__REQUIRED WORK__.
Summarize the column in two sentences.

__TEXT SEGMENT__.
=======

Column: “I consider it a challenge before the whole human race”

Almost thirty years ago, Jonas Salk, the American virologist who developed the first successful polio vaccine, asked a simple question in one of his final published articles: “Are we being good ancestors?”

I came across that haunting question as I was archiving some old research. Unfortunately, my first reaction was no. What is perhaps worse is that, not that long ago, my answer would have been yes – not just a yes, but an emphatic yes.

Salk was not only the creator of the polio vaccine; he was also the instigator of “biophilosophy,” dubbed its “father” by the New York Times in 1966. He would describe a biophilosopher as “someone who draws upon the scriptures of nature, recognizing that we are the product of the process of evolution, and understands that we have become the process itself, through the emergence and evolution of our consciousness, our awareness, our capacity to imagine and anticipate the future, and to choose from among alternatives.”

A snow-covered graveyard [M. Tejeda-Moreno]

The human capacity to imagine a future, and ultimately to manifest it, was Salk’s fundamental point. We were still bound by natural forces like evolution, but we had become a force ourselves, and we could use that power to benefit the Earth, not just the human species. Salk insisted that we are part of a continuous process of creation where we reinterpret the customs, beliefs, and traditions of the past by focusing on “both/and” rather than “either/or.” He wondered whether we are forging a better quality of life for future generations, eliminating the shackles of pestilence and violence.

His writing raises the question of whether we are the beneficiaries of good works of the past. In my tradition, which relies upon the spiritual knowledge of the Yoruba people, ancestors are venerated. But that veneration does not assume transformation, only the loss of physicality. Whatever faults and graces they possessed, they carried with them into the afterlife: crazy uncle Roger is still crazy uncle Roger even after his death.

=======

__RECORDED DATA__.
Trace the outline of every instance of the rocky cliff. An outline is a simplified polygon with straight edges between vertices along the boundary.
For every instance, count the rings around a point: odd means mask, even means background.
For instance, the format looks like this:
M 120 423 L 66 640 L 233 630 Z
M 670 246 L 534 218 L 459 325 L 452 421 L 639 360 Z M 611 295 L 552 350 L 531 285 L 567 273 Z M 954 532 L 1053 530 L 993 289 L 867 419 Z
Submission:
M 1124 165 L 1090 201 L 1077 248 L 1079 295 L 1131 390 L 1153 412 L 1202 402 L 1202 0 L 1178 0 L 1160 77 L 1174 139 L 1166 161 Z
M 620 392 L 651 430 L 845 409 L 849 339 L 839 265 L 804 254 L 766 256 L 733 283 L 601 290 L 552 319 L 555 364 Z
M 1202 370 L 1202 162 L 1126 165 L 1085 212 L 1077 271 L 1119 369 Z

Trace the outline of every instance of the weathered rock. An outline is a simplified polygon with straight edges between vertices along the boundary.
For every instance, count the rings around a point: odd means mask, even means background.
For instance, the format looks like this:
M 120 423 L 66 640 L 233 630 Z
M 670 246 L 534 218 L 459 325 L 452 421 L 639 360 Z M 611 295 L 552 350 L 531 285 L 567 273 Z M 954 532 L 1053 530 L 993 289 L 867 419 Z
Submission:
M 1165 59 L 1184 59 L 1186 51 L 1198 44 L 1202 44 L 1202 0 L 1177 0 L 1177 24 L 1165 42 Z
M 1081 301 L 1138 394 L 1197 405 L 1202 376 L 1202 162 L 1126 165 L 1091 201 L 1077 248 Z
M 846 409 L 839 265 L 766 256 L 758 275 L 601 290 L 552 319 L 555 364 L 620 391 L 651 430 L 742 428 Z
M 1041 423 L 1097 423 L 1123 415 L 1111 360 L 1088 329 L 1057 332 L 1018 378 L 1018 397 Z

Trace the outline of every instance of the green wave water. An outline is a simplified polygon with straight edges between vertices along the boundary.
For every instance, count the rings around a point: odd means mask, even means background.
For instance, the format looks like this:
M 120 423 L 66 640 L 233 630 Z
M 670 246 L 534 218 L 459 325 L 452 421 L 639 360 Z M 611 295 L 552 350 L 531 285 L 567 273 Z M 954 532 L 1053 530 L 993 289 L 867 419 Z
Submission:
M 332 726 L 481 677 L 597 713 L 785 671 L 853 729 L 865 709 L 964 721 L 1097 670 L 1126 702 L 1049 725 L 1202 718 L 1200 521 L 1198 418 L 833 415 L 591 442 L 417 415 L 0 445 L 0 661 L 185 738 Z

=======

__RESPONSE FOR THIS EXERCISE__.
Jonas Salk, who developed the first successful polio vaccine and was called the "father" of "biophilosophy," asked in one of his final articles whether we are being good ancestors, and the writer's first reaction is no, though not long ago it would have been an emphatic yes. Salk held that humans, still bound by natural forces like evolution, have become a force themselves through the capacity to imagine and manifest a future, and the writer notes that in the Yoruba tradition ancestors are venerated but carry their faults and graces with them into the afterlife.